BEGIN Supplied records

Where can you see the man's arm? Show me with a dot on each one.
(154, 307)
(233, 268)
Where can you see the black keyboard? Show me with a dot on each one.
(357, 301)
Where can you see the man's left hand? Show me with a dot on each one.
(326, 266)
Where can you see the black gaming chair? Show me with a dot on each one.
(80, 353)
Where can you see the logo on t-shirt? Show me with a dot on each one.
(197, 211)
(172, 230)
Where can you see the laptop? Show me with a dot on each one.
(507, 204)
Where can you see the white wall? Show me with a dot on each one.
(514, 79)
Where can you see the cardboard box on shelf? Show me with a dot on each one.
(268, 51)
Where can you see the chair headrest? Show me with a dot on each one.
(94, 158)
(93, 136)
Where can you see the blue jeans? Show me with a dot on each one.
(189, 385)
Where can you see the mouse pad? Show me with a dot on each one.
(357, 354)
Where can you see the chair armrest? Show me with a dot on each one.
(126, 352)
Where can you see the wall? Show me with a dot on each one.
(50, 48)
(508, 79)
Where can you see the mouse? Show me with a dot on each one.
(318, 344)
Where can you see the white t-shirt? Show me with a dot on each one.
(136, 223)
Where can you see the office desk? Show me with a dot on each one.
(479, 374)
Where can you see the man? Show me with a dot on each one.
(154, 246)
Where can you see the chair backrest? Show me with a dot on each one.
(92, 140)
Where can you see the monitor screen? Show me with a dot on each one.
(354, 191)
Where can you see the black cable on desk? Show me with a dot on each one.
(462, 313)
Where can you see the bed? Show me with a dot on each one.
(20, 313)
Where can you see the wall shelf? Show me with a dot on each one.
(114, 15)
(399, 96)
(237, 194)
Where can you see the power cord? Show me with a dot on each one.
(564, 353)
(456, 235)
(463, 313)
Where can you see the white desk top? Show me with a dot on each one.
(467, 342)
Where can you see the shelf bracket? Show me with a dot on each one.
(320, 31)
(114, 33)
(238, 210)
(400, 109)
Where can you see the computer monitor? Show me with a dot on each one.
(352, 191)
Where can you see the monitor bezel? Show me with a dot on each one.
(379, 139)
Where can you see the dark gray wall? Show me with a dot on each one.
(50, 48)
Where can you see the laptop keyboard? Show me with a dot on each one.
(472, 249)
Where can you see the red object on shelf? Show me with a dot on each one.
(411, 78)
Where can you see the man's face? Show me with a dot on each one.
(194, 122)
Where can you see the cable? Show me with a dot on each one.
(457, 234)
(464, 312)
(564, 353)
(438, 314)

END Supplied records

Work to be completed
Each line of the data above should appear again in your answer, exactly as given.

Solution below
Where can you see the man's arm? Show me with a dot on each one.
(154, 307)
(233, 268)
Where can you see the black keyboard? Show me with a dot on each one.
(357, 301)
Where can you see the man's left hand? Show me with a dot on each one.
(326, 266)
Where can you see the black gaming chair? Show me with a dot on each one.
(80, 353)
Where can you see the logo on t-shirt? Show me with a dot on each one.
(197, 211)
(172, 230)
Where can you see the laptop? Show me with a dot on each one.
(507, 204)
Where can you see the white wall? Show me with a dot on each one.
(514, 79)
Where can you see the cardboard box on shelf? Show me with a dot on each one.
(268, 51)
Where can you see the chair headrest? Show me with a dot on each one.
(94, 158)
(93, 136)
Where can you see the blue jeans? Show me with a dot on each one.
(189, 385)
Where can you see the mouse pad? Show me with a dot on each one.
(357, 354)
Where can you see the chair armrest? Show me with a dot on each one.
(126, 352)
Where can you see the wall? Show me with a dot on each one.
(50, 48)
(508, 79)
Where can you see the mouse? Show me with a dot on each one.
(318, 344)
Where can you see the white t-shirt? Show me with a dot on each one.
(136, 223)
Where can you see the office desk? Show me with a dot on each one.
(479, 374)
Where can you see the man? Show me with a dot on each one.
(154, 246)
Where can you see the chair backrest? Show me with a dot on each one.
(92, 140)
Where can you see the monitor screen? Show me with a dot on each one.
(354, 191)
Where can you see the black cable on desk? Show me with a dot on each one.
(462, 313)
Where can you see the bed? Show me with a dot on each one.
(20, 313)
Where can you see the wall shelf? Show me with a dot on each one.
(114, 15)
(399, 96)
(237, 194)
Where can you see the power cord? Show me with a dot on each one.
(564, 353)
(456, 235)
(463, 313)
Where can you see the white desk top? Show me with a dot on each one.
(467, 342)
Where can you see the shelf bracket? Show me with a dot on each one.
(320, 31)
(114, 33)
(238, 210)
(400, 109)
Where can you see the computer monitor? Show me with a dot on each one.
(352, 191)
Where can you see the monitor bezel? Show me with a dot on each one.
(379, 139)
Where can you see the dark gray wall? Show me with a dot on each one.
(50, 48)
Where can you see the laptop keyboard? Show me with a dot on each one.
(472, 249)
Where can you see the red object on shelf? Show me with a dot on each one.
(411, 78)
Where can you see the man's face? Show me with a dot on each one.
(194, 122)
Where can you see the cable? Show me with a dot on each one.
(457, 234)
(464, 312)
(564, 353)
(438, 314)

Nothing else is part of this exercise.